→ TEXT EXTRACT:
◆ ◆ ◆ ◆ ◆

I think that Kerchkhoff's principle is very applicable here. This is, in a sense, a core "tenet" of security. The idea behind Kerchkhoff's principle is that the security of a system should be based on one, and only one, secret/key. The idea is that the more "parts" are needed to keep a system secure, the more likely it is that some parts will get leaked and a security breach will happen. When we're talking about passwords it's quite clear what the "key" is: the password. Specifically, a long and random one. As discussed above, it's really all you need. By adding further "rules" on top of your random password you're really just giving potential hints to make it easier for an attacker who is targeting you to guess your password.
After exhausting all other attacks, a cracker would start brute forcing.
Says who?
There are only two scenarios in which brute-forcing is actually a thing. One is when the attacker has the password hash and the other is when he has control of the software controlling the login because any non-totally-broken software wouldn't allow him to brute-force in the first place.
The most common case is that the attacker does have a password database. He will be using a cracker software like John the Ripper. He will have tested a few million possible passwords before he even starts with "aa". In most cases, at this point he already has cracked several thousand accounts because their password was "password" or "12345678". Or - to satisfy the dummy "password strength" checker - "Pass123!".
He probably won't bother letting his cracker run into the actual brute-force step, because he has better things to do with his time. And you actually don't know if brute-forcing would actually start at aa or not, because there's a good chance it wouldn't.
Your real problem is that as soon as you make rules about which passwords you consider "bad", you actually reduce the search space. Password policies are harmful, as it turns out. Look, the author of JtR even has a page about that on his wiki. Of course the $$$ consultant who convinced your CISO to adopt his stupid password policy never read that page and probably doesn't even know JtR still exists. :-)
So no, "aa1" is not appreciably less secure than "zz9". Firstly because brute-forcing is the last weapon, not the first and secondly because there is no guarantee that the brute-force software actually starts at a and not at z. I would not start at a if I were to write one. I'd randomize the alphabet and use that, for example. Exactly because I'd figure people probably avoid "aaaaaaaa" as a password.
A lot of the other answers are focusing on why a password starting with 'a' would not be less secure than any other starting letter because you're assuming that the attacker is doing it sequentially vs parallel, or because you're assuming they are starting from 'a,' when a skilled attacker might not. Because of these arguments, no starting letter is any less secure than another from a skilled attack.
However, I would argue that against a naive attacker, a password starting with 'a' is marginally less secure, due to the fact that they would be more likely to do it sequentially and starting from 'a' as a result of their lack of skill and experience.

◆ ◆ ◆ ◆ ◆

Rewrite the password-security text from "A lot of the" up to and including "skill and experience.", swapping "naive attacker" for "inexperienced attacker".

◆ ◆ ◆ ◆ ◆

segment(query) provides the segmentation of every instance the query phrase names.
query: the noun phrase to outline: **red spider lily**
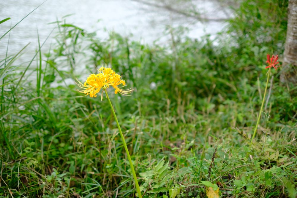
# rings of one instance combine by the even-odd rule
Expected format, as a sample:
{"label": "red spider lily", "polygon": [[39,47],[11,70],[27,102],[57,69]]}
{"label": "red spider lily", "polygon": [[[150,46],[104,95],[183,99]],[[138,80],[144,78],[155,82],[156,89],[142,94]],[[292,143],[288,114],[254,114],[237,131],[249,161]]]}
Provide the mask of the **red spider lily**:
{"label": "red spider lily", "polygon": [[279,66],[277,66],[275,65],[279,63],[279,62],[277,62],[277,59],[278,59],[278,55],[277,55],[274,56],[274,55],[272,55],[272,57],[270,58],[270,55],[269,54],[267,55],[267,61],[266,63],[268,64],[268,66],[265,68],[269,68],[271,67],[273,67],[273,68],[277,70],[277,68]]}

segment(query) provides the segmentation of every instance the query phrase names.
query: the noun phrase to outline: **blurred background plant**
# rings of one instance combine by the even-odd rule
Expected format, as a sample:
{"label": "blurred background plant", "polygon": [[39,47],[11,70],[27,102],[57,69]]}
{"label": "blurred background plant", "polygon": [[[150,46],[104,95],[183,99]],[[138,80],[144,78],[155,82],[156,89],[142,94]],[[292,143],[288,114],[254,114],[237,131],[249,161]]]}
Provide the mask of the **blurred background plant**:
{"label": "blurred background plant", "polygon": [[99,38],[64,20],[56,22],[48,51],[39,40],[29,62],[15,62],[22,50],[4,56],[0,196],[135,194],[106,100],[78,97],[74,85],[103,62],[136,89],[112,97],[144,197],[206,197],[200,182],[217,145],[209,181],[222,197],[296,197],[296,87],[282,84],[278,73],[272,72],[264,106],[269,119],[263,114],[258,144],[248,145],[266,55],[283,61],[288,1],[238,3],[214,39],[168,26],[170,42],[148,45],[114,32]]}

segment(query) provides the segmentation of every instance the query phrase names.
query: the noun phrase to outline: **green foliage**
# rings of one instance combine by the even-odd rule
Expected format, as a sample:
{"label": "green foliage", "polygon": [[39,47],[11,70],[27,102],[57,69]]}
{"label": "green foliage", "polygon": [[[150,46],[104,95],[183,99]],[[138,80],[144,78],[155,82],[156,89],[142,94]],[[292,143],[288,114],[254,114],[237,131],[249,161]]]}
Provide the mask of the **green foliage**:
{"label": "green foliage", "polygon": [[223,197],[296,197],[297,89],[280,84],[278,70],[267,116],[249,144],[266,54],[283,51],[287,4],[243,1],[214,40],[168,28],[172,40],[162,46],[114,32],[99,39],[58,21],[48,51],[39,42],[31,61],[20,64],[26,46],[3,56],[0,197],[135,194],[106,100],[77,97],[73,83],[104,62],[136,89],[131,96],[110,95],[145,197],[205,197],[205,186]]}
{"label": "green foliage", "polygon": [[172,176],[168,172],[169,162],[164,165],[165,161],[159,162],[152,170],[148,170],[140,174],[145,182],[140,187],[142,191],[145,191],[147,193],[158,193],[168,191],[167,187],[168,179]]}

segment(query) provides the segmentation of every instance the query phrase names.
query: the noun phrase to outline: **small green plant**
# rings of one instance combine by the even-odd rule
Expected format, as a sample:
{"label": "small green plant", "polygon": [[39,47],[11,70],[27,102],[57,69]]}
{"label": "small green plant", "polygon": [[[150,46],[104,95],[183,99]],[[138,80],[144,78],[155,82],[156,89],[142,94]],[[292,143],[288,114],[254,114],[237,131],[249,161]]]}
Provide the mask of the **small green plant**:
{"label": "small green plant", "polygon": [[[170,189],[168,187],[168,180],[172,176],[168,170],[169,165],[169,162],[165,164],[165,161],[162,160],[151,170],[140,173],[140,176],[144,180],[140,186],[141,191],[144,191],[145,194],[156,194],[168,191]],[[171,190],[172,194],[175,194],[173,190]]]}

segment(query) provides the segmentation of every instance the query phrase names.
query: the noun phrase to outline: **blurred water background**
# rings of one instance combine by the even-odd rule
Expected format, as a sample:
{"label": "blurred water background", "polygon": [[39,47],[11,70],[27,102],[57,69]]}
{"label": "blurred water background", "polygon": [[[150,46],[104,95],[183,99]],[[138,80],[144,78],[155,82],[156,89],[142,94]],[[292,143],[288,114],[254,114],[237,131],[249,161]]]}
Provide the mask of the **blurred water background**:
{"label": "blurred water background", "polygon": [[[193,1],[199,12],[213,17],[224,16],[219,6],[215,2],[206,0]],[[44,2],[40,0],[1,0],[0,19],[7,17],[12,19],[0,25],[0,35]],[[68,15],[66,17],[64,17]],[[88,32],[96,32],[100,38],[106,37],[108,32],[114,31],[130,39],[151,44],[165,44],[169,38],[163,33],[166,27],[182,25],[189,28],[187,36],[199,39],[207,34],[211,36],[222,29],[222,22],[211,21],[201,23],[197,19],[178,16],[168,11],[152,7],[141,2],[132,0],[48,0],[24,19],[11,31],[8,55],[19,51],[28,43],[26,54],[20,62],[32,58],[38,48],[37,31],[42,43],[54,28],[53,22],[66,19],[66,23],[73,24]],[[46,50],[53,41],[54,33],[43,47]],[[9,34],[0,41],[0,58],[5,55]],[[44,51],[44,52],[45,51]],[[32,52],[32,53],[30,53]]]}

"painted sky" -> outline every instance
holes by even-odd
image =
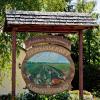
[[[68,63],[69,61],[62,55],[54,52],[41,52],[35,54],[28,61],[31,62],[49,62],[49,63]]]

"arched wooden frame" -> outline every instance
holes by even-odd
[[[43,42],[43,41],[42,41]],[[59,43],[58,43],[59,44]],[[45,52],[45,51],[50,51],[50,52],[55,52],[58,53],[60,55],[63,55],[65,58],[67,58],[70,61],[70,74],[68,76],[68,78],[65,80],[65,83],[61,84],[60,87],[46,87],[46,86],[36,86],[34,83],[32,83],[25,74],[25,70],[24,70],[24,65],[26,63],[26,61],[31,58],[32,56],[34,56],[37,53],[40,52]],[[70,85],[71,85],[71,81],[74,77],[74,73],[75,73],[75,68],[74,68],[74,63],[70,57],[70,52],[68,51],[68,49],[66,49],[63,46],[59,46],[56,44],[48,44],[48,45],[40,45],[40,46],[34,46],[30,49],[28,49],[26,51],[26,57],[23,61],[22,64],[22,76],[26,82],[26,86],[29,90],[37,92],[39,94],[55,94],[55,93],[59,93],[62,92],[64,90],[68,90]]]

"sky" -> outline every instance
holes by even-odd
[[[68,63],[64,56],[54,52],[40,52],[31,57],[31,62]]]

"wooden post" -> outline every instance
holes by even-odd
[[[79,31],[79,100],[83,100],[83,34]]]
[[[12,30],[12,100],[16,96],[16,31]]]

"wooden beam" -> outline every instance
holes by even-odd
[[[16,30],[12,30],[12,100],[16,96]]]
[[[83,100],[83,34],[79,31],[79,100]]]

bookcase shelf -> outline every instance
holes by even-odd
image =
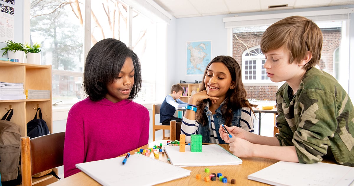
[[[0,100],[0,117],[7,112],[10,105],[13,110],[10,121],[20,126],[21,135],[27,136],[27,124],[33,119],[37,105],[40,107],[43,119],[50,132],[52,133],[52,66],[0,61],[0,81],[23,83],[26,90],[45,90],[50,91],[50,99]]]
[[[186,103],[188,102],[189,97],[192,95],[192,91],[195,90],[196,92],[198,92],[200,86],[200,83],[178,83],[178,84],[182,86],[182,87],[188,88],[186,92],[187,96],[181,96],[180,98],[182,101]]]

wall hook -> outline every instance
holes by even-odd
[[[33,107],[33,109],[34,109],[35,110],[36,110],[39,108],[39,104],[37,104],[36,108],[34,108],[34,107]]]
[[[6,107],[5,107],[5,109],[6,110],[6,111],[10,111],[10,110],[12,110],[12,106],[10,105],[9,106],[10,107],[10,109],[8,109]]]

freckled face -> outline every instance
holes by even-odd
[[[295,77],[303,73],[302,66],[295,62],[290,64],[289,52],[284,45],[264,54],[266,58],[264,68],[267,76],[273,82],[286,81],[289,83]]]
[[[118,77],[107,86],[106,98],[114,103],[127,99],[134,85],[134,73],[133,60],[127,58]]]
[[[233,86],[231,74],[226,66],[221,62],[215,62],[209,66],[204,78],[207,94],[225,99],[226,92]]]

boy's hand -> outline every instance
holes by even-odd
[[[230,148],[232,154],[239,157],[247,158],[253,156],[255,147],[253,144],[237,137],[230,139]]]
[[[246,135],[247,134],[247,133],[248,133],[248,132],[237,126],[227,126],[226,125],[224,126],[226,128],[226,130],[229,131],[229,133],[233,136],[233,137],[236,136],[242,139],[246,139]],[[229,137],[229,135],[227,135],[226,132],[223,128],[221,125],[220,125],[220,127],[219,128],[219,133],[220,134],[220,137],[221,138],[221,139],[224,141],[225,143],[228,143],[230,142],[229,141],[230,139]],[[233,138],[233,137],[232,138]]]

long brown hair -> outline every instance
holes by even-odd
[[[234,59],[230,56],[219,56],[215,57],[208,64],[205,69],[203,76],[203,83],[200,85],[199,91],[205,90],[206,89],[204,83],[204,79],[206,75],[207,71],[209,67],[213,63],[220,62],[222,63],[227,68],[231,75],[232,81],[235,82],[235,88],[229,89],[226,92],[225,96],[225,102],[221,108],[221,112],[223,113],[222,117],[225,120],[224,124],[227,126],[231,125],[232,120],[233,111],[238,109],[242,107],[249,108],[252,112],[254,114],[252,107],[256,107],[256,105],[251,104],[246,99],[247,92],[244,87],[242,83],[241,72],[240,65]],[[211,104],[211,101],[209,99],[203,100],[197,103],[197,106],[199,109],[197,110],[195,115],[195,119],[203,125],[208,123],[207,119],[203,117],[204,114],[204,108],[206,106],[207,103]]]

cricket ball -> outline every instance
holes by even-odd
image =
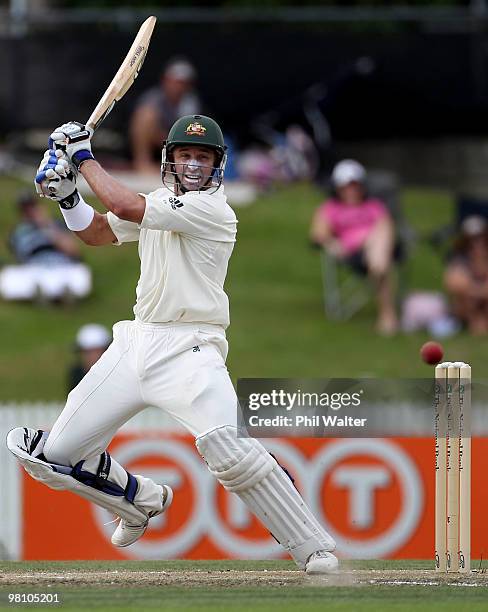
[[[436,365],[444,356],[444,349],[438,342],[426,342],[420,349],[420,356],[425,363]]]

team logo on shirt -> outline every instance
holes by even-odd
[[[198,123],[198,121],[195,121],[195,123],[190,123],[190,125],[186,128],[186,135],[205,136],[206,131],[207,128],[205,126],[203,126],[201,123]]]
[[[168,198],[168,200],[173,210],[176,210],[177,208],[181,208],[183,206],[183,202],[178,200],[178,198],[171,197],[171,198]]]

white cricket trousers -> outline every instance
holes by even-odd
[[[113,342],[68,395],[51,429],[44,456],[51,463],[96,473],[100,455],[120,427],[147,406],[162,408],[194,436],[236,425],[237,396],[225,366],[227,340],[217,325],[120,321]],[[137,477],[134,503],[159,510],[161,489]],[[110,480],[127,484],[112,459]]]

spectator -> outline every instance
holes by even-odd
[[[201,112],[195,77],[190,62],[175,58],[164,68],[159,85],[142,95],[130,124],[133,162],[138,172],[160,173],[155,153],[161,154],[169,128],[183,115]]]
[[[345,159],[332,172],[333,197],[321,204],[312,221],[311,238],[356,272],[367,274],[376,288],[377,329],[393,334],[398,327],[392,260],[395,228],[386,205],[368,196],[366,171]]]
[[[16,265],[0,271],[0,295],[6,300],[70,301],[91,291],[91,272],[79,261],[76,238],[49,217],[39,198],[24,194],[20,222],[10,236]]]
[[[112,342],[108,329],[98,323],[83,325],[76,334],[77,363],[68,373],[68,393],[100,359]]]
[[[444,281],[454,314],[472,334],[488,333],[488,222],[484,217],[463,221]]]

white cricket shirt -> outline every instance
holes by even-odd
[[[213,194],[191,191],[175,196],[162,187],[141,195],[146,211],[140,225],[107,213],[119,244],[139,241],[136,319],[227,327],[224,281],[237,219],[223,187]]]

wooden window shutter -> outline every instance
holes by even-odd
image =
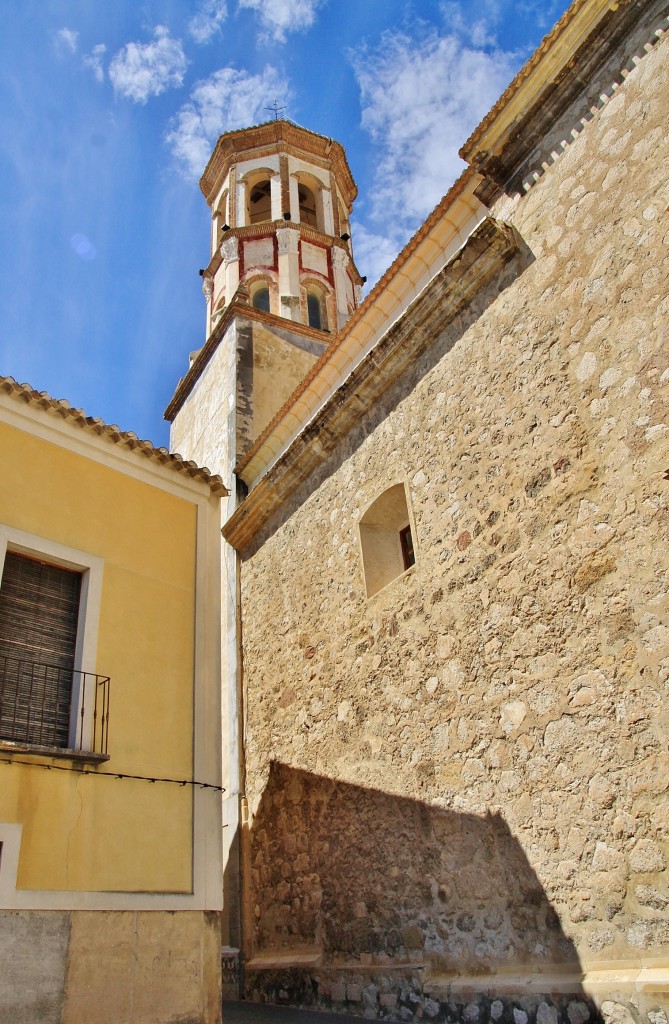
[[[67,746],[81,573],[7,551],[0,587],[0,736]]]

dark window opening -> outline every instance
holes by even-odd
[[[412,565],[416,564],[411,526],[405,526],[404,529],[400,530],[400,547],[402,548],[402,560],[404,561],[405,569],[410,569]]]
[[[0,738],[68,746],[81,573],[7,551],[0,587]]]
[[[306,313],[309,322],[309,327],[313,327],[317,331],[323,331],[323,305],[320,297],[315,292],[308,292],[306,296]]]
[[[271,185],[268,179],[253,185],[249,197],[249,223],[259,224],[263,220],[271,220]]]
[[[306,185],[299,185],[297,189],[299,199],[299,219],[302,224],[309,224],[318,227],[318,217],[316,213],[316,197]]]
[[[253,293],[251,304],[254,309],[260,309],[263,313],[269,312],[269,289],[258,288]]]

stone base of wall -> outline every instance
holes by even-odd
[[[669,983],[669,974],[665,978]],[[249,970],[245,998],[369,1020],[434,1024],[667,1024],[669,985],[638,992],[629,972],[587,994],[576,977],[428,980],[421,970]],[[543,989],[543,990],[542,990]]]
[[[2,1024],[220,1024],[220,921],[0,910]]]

◆ ◆ ◆ ◆ ◆

→ FULL RESPONSE:
A lot of the other answers are focusing on why a password starting with 'a' would not be less secure than any other starting letter because you're assuming that the attacker is doing it sequentially vs parallel, or because you're assuming they are starting from 'a,' when a skilled attacker might not. Because of these arguments, no starting letter is any less secure than another from a skilled attack.
However, I would argue that against a inexperienced attacker, a password starting with 'a' is marginally less secure, due to the fact that they would be more likely to do it sequentially and starting from 'a' as a result of their lack of skill and experience.